Text section:

........

Hi, I just updated pytest from 3.2.1 to 3.8.1 and it breaks some of my tests.
The problem seems to be that the behavior of approx changed. I'm using it with tuples that contain a mix of floats and None values. In 3.2.1, this worked just fine, but in 3.8.1 I get an error. Minimal example:
C:\Users\felix>python
Python 3.6.5 | packaged by conda-forge | (default, Apr 6 2018, 16:13:55) [MSC v.1900 64 bit (AMD64)] on win32
Type "help", "copyright", "credits" or "license" for more information.
>>> from pytest import approx
>>> (1, 2, None) == approx((1.000000001, 2, None))
True
C:\Users\felix>python
Python 3.7.0 (default, Jun 28 2018, 08:04:48) [MSC v.1912 64 bit (AMD64)] :: Anaconda, Inc. on win32
Type "help", "copyright", "credits" or "license" for more information.
>>> from pytest import approx
>>> (1, 2, None) == approx((1.000000001, 2, None))
Traceback (most recent call last):
File "<stdin>", line 1, in <module>
File "C:\Users\felix\AppData\Local\conda\conda\envs\py37\lib\site-packages\_pytest\python_api.py", line 528, in approx
return cls(expected, rel, abs, nan_ok)
File "C:\Users\felix\AppData\Local\conda\conda\envs\py37\lib\site-packages\_pytest\python_api.py", line 64, in __init__
self._check_type()
File "C:\Users\felix\AppData\Local\conda\conda\envs\py37\lib\site-packages\_pytest\python_api.py", line 215, in _check_typ
self.expected, at="index {}".format(index)
TypeError: cannot make approximate comparisons to non-numeric values: (1.000000001, 2, None) at index 2
Is this an intended change? If so, I'd like know if there's a better way to compare tuples like these.
Thanks in advance.
i beleive this was unintended, but none was not originally supposed to be supported
When dealing with sequences/mappings, I think it would be best if approx worked like this:
This would make approx work like the usual comparison of containers, except that for floats it also allows very close (but not equal) numbers. If two objects are equal, they are always also approximatively equal, and it would be nice if approx worked like this.
What do you think?
its really easy to go wrong there by allowing too much or too little,
we should prepare an exemplar test for the desired behavior and enable it
its really tricky to properly declare the type-matching behavior, since "numeric collections" are required to approximate as well as quasi-numbers, even integers
I'm surprised approx supports sequences at all! Also it seems broken, it completely discards the type:
import pytest
def f_under_test():
return (1, 2, 3)
def test():
# expected an assertion error, the lhs is a tuple, the rhs is a list
assert f_under_test() == pytest.approx([1, 2, 3.0000001])
$ pytest t.py
============================= test session starts ==============================
platform linux -- Python 3.6.5, pytest-3.8.2, py-1.6.0, pluggy-0.7.1
rootdir: /tmp/t, inifile:
collected 1 item
t.py . [100%]
=========================== 1 passed in 0.02 seconds ===========================
if it were me, I'd completely deprecate anything but numbers being allowed as an argument to approx
approx has a collections concept that is fuzzy, we should put a better lens on it there
if it were me, I'd completely deprecate anything but numbers being allowed as an argument to approx
I disagree, being able to compare sequence of numbers using approx is very useful.

........

Items:
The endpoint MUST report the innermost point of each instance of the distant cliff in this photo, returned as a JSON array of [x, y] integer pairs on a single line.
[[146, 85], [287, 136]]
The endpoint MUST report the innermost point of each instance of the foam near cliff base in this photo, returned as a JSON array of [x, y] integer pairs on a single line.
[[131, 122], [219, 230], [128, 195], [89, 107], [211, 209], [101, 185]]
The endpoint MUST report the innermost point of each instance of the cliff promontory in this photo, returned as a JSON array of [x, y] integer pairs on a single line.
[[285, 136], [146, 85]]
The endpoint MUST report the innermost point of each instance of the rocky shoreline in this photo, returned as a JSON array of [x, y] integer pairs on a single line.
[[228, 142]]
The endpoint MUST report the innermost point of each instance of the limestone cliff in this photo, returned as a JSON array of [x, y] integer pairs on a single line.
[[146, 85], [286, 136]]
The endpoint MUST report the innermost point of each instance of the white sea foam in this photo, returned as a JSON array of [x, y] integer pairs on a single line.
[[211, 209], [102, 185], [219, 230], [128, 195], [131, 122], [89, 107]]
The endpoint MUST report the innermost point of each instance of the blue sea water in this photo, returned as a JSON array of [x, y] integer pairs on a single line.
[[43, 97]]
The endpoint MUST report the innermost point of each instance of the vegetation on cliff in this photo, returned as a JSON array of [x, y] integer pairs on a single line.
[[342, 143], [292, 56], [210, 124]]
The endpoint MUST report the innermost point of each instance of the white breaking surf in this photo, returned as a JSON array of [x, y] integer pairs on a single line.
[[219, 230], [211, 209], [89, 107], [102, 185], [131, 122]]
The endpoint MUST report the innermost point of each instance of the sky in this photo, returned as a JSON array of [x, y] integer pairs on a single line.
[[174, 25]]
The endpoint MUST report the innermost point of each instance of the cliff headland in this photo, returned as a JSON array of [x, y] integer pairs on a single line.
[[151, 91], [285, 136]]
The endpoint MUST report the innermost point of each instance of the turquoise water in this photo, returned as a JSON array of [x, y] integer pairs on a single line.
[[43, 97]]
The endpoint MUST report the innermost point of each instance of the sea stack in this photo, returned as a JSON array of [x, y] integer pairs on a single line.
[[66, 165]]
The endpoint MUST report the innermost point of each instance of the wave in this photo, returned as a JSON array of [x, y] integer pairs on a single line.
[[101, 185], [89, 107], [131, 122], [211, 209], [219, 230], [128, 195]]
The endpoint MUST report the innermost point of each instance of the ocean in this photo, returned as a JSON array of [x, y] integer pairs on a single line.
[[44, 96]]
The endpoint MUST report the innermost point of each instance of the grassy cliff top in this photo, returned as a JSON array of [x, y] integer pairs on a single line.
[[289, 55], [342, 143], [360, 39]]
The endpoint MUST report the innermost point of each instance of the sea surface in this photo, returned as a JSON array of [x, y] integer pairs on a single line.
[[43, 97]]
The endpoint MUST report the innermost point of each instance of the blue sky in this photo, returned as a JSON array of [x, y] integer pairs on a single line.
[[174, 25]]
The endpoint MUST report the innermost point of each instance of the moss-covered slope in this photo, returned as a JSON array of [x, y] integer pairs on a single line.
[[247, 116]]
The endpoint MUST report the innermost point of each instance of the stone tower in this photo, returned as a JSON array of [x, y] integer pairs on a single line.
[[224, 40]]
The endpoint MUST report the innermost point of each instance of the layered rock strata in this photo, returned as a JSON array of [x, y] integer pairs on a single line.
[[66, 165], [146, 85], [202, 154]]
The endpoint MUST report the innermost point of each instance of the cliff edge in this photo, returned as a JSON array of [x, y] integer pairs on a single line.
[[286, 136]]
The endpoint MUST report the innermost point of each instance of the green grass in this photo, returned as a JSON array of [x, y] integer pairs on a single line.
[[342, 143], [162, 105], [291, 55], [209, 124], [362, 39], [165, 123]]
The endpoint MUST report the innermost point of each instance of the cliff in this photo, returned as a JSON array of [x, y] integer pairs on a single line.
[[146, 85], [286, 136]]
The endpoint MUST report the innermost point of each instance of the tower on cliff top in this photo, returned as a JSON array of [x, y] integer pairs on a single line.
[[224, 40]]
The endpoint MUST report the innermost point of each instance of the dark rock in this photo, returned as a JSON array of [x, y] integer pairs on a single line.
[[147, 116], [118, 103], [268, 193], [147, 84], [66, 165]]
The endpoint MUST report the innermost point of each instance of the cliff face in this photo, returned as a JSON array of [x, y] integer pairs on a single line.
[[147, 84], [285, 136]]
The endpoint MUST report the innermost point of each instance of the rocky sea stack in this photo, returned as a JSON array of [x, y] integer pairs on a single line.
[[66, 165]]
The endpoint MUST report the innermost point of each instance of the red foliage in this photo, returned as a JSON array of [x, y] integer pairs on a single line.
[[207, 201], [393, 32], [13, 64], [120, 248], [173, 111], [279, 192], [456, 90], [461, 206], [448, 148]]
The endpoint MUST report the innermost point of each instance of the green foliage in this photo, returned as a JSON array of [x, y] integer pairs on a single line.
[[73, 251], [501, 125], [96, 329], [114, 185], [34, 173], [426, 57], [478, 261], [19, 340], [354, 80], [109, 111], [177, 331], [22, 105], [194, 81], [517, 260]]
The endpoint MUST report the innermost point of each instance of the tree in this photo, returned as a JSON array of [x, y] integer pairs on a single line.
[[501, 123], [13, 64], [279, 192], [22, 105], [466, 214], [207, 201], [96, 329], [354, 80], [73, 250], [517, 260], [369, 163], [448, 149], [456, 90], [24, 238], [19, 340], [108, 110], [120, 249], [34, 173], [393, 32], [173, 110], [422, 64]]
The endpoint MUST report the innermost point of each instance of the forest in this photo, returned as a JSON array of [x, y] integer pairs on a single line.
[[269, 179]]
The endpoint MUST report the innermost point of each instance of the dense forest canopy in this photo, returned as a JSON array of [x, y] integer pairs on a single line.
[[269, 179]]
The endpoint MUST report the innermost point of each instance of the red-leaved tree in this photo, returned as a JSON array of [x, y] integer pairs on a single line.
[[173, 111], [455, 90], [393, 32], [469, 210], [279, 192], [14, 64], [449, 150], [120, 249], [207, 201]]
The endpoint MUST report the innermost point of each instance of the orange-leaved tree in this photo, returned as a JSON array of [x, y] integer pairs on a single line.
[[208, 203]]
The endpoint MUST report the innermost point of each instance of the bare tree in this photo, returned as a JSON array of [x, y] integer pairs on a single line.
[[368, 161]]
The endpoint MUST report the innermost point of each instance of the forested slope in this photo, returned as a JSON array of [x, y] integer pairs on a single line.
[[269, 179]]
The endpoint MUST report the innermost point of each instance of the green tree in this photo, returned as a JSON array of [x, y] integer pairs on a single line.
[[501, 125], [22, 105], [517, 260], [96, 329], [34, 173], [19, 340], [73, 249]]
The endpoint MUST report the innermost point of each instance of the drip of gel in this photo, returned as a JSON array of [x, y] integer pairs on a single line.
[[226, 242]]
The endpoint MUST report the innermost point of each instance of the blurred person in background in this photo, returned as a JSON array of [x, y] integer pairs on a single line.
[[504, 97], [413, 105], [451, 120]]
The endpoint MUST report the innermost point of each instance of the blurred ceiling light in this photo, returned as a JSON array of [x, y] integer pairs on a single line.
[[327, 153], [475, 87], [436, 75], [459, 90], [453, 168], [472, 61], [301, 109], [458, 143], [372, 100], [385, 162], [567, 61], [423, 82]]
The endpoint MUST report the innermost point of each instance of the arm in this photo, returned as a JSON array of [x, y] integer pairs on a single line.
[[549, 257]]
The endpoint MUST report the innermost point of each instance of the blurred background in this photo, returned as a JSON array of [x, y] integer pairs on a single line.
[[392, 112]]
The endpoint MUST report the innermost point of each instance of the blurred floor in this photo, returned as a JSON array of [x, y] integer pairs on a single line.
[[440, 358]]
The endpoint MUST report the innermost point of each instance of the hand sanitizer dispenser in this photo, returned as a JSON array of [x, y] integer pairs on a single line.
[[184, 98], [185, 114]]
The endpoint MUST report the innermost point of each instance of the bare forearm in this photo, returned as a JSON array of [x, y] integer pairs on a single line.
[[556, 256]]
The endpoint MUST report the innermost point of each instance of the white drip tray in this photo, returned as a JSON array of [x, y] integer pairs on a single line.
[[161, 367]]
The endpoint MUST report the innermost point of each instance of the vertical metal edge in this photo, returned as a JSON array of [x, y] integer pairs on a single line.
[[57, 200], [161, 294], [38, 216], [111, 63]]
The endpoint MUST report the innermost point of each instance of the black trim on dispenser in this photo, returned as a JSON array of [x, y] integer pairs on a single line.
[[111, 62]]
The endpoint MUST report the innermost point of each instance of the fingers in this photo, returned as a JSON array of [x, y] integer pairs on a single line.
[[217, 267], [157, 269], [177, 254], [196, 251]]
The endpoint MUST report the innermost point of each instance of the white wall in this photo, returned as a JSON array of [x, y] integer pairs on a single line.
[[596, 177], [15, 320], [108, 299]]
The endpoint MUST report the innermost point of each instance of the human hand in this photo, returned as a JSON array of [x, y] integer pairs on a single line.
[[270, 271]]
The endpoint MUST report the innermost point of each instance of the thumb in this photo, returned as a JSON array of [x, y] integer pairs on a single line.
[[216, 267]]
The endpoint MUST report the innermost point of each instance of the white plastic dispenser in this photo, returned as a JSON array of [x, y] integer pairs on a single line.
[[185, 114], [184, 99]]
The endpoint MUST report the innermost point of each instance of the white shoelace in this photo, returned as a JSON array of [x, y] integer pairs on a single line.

........

Summarize the forum thread about pytest's approx in three sentences.

After updating pytest from 3.2.1 to 3.8.1, approx raises a TypeError on tuples that mix floats and None values, a comparison that worked before. One reply calls the change likely unintended but says None was never meant to be supported, and another proposes that approx work like ordinary container comparison while also allowing very close floats. Others warn that the type-matching behavior is tricky, point out that approx discards the type when a tuple is compared with a list, and disagree over deprecating everything but numbers, since comparing sequences of numbers is called very useful.